Required work: Please reproduce the listing below word for word, from the line with "Each instance receives one keypoint. Mark the calm" to the line with "Target: white plumeria flower", including both of those lines.

Material provided:
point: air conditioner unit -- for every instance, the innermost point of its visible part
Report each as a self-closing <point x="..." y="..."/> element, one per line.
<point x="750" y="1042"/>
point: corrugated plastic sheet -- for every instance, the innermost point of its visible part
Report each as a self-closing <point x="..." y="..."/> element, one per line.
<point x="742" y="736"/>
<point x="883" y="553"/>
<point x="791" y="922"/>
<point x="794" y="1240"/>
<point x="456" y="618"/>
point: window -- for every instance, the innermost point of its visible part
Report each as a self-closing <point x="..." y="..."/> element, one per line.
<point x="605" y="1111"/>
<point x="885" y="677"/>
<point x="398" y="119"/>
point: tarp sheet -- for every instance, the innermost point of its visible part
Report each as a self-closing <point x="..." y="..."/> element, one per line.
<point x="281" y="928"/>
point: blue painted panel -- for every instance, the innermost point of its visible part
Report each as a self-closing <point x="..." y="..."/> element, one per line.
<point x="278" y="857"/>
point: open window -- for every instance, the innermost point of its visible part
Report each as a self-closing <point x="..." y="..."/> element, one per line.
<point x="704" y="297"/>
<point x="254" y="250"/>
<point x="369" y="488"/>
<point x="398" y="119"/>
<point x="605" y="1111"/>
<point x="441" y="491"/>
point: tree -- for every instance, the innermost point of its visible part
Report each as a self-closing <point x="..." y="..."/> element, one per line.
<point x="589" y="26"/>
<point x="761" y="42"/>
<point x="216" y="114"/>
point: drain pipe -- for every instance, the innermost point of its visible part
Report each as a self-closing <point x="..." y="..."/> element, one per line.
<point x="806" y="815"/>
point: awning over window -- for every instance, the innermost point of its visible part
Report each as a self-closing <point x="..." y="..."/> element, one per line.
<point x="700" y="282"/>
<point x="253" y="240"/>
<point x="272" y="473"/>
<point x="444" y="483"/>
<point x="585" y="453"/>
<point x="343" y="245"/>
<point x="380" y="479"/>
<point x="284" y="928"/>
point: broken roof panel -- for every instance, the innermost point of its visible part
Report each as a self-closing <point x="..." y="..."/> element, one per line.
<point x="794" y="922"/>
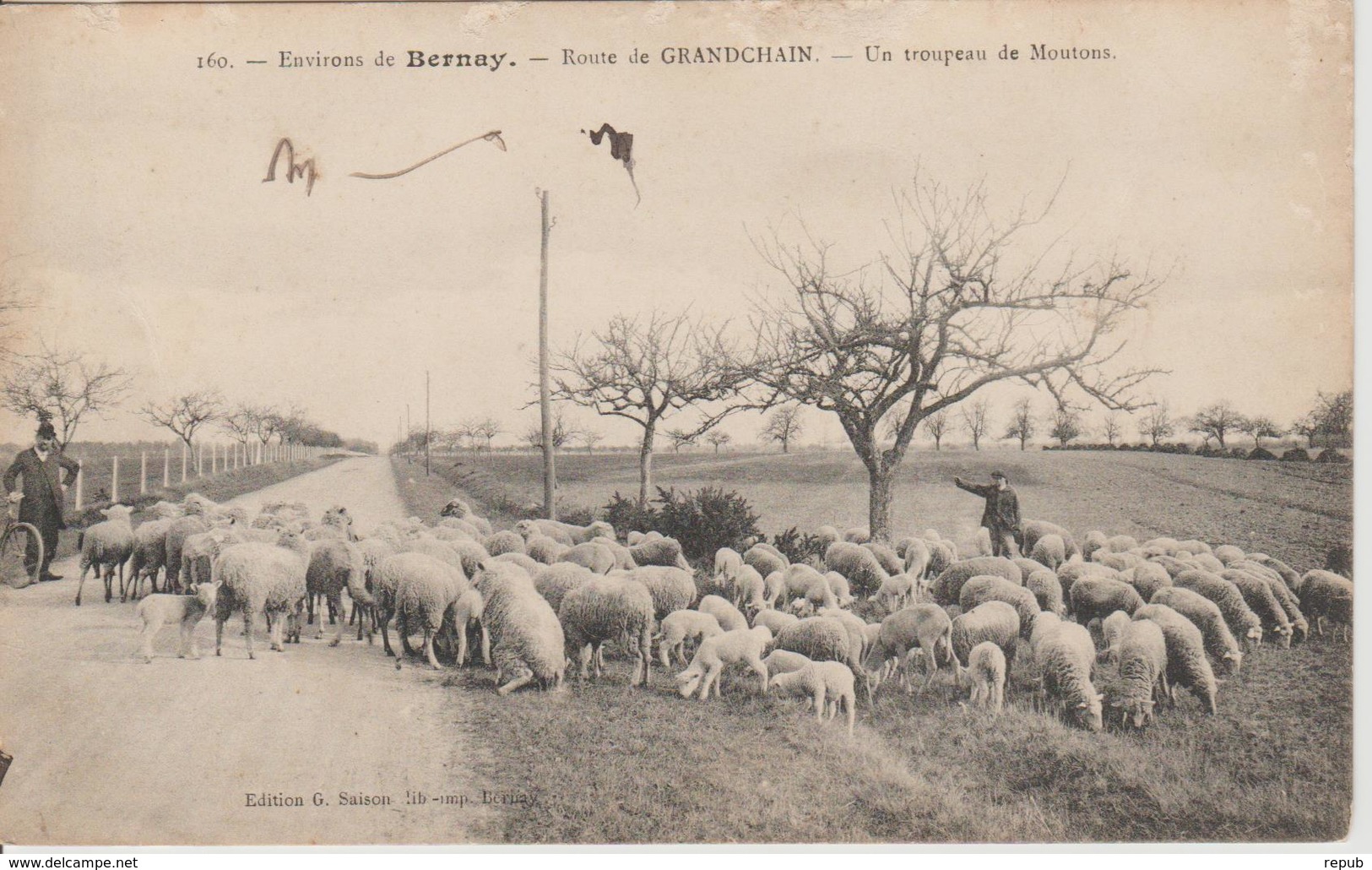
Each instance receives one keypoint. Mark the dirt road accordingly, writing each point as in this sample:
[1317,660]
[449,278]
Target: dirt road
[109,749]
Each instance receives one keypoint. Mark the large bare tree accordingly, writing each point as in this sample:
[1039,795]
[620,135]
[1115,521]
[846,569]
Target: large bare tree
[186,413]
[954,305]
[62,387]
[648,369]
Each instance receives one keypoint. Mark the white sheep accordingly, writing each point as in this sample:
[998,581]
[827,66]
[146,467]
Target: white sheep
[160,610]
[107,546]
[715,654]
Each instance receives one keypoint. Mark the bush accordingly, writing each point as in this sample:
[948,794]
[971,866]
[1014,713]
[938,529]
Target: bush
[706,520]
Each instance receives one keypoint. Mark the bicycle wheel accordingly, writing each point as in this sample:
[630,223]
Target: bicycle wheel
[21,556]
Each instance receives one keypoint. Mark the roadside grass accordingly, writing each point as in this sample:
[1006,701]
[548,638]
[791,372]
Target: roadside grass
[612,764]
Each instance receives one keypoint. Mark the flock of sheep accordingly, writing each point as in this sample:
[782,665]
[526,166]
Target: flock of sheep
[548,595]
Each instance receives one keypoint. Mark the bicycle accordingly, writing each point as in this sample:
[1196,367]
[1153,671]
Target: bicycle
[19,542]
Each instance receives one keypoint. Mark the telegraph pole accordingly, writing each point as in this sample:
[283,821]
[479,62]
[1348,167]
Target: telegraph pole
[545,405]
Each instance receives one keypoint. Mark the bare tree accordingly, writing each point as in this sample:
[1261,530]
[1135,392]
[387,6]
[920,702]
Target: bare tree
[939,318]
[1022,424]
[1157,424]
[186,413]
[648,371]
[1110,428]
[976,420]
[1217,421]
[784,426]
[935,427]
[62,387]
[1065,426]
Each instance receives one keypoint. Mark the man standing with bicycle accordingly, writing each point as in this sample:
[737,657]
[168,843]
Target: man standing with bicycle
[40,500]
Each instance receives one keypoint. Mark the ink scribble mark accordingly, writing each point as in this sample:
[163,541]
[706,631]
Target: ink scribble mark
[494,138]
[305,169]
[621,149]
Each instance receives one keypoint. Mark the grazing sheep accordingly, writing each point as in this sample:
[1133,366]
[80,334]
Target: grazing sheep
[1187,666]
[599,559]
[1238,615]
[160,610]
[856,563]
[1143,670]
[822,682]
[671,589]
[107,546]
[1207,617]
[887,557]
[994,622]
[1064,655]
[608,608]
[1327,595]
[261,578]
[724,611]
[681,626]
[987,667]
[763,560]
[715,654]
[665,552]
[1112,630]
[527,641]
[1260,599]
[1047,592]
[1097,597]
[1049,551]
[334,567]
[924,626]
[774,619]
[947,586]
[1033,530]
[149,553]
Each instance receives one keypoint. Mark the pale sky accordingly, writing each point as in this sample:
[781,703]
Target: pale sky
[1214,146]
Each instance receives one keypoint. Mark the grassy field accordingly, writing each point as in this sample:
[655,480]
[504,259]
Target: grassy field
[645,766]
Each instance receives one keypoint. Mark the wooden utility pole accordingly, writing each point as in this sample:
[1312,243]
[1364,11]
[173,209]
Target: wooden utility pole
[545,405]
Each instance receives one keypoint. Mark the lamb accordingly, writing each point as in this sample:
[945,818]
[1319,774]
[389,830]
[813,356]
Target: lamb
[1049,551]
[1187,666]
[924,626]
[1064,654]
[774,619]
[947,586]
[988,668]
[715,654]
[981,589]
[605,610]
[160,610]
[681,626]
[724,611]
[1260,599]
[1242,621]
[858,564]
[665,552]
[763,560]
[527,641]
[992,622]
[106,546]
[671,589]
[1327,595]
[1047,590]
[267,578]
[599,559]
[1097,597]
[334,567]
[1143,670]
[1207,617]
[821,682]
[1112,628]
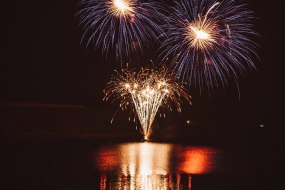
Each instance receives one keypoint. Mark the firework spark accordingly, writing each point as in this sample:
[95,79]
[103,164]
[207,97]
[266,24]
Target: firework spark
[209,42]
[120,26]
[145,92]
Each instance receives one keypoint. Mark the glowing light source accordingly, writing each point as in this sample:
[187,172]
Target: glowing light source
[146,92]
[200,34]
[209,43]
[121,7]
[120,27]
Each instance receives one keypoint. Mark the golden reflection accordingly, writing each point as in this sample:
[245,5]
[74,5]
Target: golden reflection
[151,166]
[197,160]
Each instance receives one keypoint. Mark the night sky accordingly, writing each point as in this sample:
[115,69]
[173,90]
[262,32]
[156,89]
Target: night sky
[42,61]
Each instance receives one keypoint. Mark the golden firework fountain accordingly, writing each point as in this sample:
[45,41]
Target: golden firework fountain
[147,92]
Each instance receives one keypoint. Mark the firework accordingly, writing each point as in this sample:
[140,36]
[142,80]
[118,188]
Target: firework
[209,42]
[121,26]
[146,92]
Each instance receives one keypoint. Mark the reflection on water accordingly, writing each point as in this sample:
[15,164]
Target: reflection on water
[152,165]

--

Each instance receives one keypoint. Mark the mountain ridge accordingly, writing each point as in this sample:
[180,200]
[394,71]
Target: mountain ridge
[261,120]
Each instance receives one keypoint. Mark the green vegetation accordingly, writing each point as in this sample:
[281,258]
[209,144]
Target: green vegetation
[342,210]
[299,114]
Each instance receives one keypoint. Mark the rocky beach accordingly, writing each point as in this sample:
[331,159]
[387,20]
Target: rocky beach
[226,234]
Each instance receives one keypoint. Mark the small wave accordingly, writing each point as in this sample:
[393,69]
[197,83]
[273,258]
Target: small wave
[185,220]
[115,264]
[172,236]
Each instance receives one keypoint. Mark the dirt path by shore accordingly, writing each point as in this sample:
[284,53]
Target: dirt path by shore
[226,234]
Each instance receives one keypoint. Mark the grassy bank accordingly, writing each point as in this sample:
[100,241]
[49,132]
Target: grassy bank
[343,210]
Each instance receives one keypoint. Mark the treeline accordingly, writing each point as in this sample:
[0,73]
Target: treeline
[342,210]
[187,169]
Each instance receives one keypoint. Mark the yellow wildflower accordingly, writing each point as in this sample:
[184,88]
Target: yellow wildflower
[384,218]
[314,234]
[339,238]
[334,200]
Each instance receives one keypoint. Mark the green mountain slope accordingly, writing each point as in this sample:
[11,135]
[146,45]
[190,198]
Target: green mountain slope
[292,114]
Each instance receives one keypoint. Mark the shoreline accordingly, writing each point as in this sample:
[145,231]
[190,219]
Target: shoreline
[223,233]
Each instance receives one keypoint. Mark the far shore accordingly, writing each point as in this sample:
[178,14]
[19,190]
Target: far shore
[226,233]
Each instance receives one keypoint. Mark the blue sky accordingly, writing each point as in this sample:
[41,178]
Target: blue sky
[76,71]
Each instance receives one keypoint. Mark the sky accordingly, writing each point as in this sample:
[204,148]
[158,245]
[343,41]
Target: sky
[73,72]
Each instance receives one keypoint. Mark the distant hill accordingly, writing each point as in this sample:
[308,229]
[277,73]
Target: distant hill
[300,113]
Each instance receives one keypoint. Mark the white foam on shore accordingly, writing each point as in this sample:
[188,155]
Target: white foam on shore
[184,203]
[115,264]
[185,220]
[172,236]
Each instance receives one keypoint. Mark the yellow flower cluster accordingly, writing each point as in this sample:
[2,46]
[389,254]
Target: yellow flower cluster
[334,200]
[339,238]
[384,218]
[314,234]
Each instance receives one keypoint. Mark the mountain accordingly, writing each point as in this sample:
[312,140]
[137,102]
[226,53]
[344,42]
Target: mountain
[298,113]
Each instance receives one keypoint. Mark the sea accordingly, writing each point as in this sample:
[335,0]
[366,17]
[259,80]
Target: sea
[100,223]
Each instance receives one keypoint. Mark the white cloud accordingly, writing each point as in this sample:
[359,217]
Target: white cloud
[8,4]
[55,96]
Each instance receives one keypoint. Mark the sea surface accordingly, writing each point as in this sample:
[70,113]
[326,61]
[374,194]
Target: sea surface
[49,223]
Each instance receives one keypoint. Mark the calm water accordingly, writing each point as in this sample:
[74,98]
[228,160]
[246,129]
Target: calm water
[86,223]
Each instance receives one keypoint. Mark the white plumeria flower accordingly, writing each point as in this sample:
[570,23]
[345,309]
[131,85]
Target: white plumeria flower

Worked answer:
Each instance receives one keypoint. Mark the calm water accordingly, writing each point as in this sample:
[74,98]
[228,160]
[246,129]
Target: calm water
[86,223]
Each instance receives one keypoint. Mark the white plumeria flower accordingly, writing each point as in this sample:
[570,23]
[345,309]
[131,85]
Target: white plumeria flower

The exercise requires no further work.